→ What the exercise asks
In the text about cyberspace below, reproduce the part that opens with the words containing "Cyberspace is still" and closes with "they want to.".

→ Extracted text
The AI thing is also fucking crazy and it's happening in the Internet World. Y'all ain't seen nothing yet. It will get so much weirder. imho, it's horrific. The internet is like an alien facehugger for your mind, it will just totally fuck you up; the more you use it, the more mentally fucked up you will get. Most people have the alien facehugger totally strapped to their face and they don't even know it.
I feel like cyberspace was never meant to use your real name and identity. The entire point was that you were free from the constraints of the real world to be something else.
Cyberspace is still alive and well though at the individual level. The only social media I have is twitter with no followers and I have never posted anything. I don't cultivate any kind of online "brand" of my real world self. My twitter is basically an art machine that shows me wonderful works of art. Even the slightest mention of political nonsense, I block the sender no matter who it is.
Society is a lost cause in this regard but the individual can still enter cyberspace if they want to.

Point annotation dataset records
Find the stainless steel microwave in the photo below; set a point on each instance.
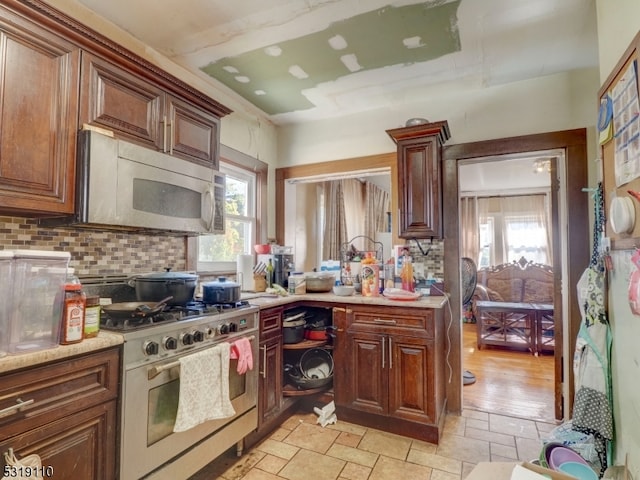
(121, 185)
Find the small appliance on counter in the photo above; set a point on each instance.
(282, 263)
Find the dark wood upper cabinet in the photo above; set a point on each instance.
(420, 178)
(139, 110)
(38, 118)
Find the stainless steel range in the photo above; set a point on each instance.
(151, 385)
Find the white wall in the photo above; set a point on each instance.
(550, 103)
(618, 23)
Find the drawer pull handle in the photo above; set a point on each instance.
(15, 408)
(384, 322)
(264, 362)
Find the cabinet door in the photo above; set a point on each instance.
(192, 133)
(411, 379)
(420, 191)
(38, 119)
(82, 445)
(270, 387)
(366, 364)
(117, 100)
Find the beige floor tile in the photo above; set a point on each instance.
(477, 424)
(545, 428)
(466, 469)
(354, 455)
(271, 464)
(424, 446)
(394, 446)
(308, 465)
(312, 437)
(256, 474)
(279, 449)
(454, 424)
(348, 439)
(353, 471)
(392, 469)
(528, 449)
(464, 449)
(440, 475)
(503, 451)
(347, 427)
(513, 426)
(438, 462)
(475, 414)
(279, 434)
(492, 437)
(230, 467)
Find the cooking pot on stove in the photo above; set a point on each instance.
(154, 287)
(220, 291)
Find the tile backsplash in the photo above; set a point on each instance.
(97, 252)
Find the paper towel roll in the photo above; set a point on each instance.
(245, 272)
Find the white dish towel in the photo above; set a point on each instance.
(204, 387)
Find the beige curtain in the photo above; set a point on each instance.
(335, 225)
(470, 233)
(376, 206)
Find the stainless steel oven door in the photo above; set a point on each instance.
(149, 412)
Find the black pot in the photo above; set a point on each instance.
(220, 291)
(154, 287)
(293, 329)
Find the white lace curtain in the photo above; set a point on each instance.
(352, 208)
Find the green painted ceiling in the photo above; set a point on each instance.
(274, 78)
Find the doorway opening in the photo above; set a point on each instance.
(570, 226)
(505, 205)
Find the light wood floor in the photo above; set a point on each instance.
(508, 382)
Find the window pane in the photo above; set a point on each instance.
(225, 248)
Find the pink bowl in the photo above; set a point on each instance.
(560, 455)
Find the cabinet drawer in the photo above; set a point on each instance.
(54, 391)
(405, 318)
(270, 322)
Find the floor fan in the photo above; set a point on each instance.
(469, 278)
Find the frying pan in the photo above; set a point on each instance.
(134, 309)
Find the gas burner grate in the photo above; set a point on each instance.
(134, 323)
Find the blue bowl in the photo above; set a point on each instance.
(578, 470)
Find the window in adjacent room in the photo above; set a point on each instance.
(218, 253)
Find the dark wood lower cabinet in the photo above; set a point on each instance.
(82, 446)
(70, 418)
(390, 372)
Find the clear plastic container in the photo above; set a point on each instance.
(38, 294)
(6, 297)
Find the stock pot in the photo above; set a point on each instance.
(154, 287)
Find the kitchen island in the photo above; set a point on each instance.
(389, 360)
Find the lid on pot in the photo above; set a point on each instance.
(167, 275)
(221, 282)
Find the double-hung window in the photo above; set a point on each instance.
(218, 253)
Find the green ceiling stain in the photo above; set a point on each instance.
(376, 38)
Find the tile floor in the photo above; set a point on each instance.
(302, 450)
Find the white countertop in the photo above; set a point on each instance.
(267, 301)
(88, 345)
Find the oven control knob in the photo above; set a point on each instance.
(170, 343)
(198, 336)
(150, 348)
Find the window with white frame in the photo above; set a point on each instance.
(219, 252)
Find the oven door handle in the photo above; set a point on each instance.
(153, 372)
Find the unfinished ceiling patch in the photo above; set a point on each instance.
(388, 36)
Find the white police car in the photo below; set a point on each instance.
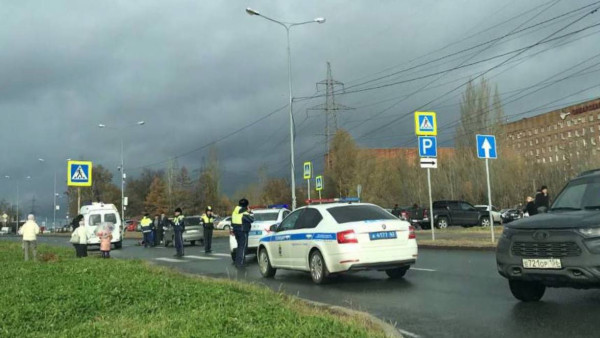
(332, 238)
(263, 220)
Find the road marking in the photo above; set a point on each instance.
(408, 334)
(201, 257)
(171, 260)
(221, 255)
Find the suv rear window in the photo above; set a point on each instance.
(359, 213)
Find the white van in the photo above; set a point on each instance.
(97, 213)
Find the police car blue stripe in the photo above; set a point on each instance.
(322, 236)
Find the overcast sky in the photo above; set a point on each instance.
(195, 71)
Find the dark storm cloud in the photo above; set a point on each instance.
(198, 70)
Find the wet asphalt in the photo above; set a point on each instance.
(449, 293)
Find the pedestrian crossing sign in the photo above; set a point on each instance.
(79, 173)
(425, 124)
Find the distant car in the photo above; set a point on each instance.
(560, 248)
(193, 232)
(509, 215)
(131, 225)
(224, 224)
(496, 215)
(448, 213)
(327, 239)
(264, 219)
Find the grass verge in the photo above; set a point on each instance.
(62, 296)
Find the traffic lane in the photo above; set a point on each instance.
(448, 294)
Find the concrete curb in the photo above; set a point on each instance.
(390, 330)
(451, 247)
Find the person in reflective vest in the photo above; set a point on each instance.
(208, 220)
(241, 222)
(146, 224)
(178, 228)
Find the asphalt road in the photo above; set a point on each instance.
(447, 294)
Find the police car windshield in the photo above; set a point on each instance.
(192, 221)
(359, 213)
(265, 216)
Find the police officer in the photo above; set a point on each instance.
(178, 228)
(146, 224)
(241, 221)
(208, 220)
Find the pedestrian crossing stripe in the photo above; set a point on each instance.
(79, 173)
(425, 124)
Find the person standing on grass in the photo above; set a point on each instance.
(105, 240)
(30, 230)
(79, 240)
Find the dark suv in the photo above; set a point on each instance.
(558, 249)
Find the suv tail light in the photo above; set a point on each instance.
(345, 237)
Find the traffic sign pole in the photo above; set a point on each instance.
(487, 170)
(430, 205)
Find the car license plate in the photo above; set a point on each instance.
(542, 263)
(382, 235)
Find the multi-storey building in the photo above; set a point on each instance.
(558, 135)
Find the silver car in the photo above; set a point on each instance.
(193, 232)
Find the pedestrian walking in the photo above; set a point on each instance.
(162, 225)
(105, 239)
(146, 224)
(29, 231)
(178, 228)
(208, 223)
(542, 200)
(241, 222)
(79, 240)
(530, 208)
(155, 226)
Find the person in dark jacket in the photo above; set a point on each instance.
(542, 200)
(530, 208)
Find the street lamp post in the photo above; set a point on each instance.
(288, 26)
(122, 167)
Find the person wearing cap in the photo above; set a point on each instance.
(146, 224)
(178, 228)
(29, 231)
(208, 220)
(241, 222)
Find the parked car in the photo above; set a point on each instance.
(560, 248)
(509, 215)
(496, 215)
(449, 213)
(193, 232)
(224, 224)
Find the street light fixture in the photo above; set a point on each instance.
(122, 166)
(288, 26)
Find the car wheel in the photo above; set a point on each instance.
(527, 291)
(318, 270)
(397, 273)
(442, 223)
(264, 263)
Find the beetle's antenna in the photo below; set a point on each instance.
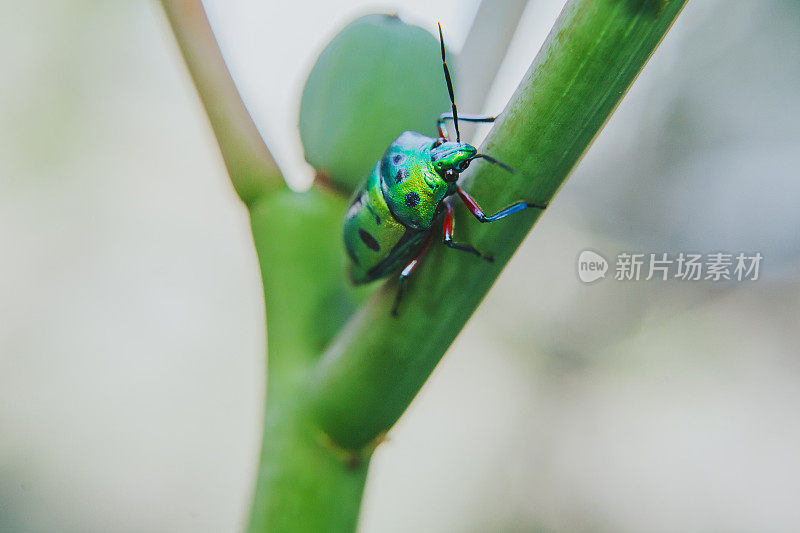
(494, 161)
(449, 84)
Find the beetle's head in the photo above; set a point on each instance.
(449, 159)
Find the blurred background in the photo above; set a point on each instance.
(131, 320)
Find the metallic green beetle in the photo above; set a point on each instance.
(388, 224)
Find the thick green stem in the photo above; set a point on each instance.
(378, 363)
(250, 165)
(305, 482)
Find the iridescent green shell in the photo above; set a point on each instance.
(391, 212)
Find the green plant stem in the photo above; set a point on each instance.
(252, 170)
(378, 363)
(305, 483)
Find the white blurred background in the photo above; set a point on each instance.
(131, 322)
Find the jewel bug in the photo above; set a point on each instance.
(389, 223)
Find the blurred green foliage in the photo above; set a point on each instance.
(377, 78)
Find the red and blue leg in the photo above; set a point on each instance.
(449, 224)
(477, 212)
(408, 270)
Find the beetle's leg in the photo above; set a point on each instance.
(408, 270)
(465, 118)
(449, 223)
(476, 211)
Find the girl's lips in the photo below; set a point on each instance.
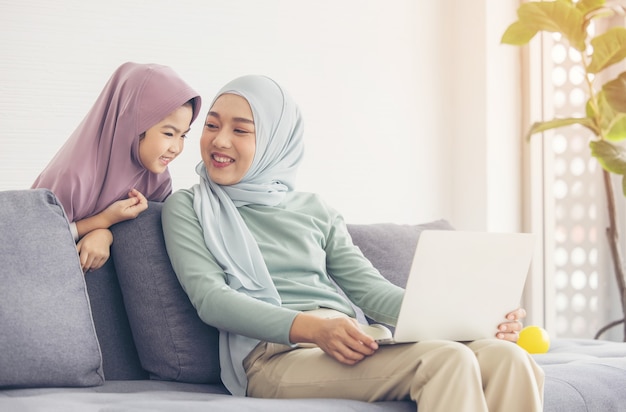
(165, 160)
(220, 161)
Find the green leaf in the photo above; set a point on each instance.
(611, 156)
(608, 48)
(618, 131)
(539, 127)
(611, 123)
(585, 6)
(615, 92)
(554, 16)
(518, 34)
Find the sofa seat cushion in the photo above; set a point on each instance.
(48, 336)
(172, 341)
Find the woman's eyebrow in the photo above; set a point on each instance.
(236, 119)
(176, 129)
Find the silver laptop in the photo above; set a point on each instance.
(461, 286)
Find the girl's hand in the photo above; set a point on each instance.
(510, 329)
(94, 249)
(126, 209)
(341, 337)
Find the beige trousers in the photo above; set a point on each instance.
(484, 375)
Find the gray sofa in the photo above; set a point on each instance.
(126, 338)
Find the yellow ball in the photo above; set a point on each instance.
(534, 339)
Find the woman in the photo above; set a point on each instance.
(117, 158)
(255, 257)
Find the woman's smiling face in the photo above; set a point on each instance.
(228, 141)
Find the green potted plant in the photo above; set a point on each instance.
(605, 113)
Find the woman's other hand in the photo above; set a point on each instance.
(341, 337)
(509, 330)
(94, 249)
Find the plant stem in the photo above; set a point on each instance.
(613, 238)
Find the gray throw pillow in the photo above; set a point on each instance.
(390, 246)
(47, 334)
(172, 341)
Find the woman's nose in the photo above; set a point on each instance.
(177, 145)
(222, 139)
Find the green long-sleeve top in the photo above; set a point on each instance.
(302, 241)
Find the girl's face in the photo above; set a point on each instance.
(161, 143)
(228, 141)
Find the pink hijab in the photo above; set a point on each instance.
(99, 163)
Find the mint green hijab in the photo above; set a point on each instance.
(279, 152)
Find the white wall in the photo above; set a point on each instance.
(397, 95)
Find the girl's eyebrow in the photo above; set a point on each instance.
(176, 129)
(236, 119)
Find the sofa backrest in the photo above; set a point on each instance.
(163, 325)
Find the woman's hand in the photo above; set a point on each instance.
(341, 337)
(509, 330)
(127, 208)
(94, 249)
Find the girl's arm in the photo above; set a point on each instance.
(117, 212)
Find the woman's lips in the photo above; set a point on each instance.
(221, 161)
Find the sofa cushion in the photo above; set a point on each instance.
(390, 246)
(48, 337)
(119, 354)
(172, 341)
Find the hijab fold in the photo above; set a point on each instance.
(99, 163)
(279, 151)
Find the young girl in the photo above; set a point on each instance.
(254, 256)
(116, 160)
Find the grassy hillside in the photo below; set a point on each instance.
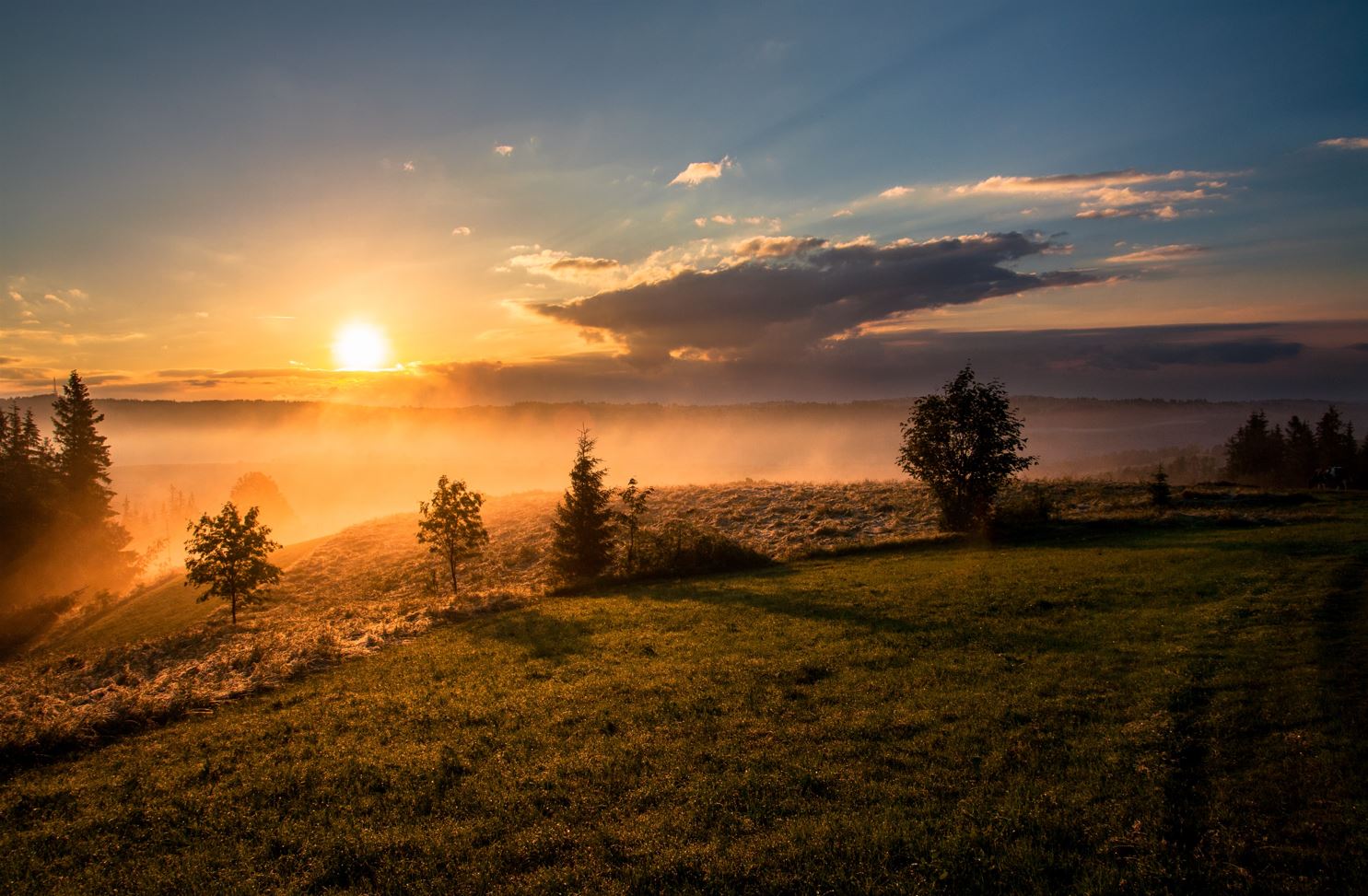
(1141, 704)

→ Task response
Cyberspace is still alive and well though at the individual level. The only social media I have is twitter with no followers and I have never posted anything. I don't cultivate any kind of online "brand" of my real world self. My twitter is basically an art machine that shows me wonderful works of art. Even the slightest mention of political nonsense, I block the sender no matter who it is.
Society is a lost cause in this regard but the individual can still enter cyberspace if they want to.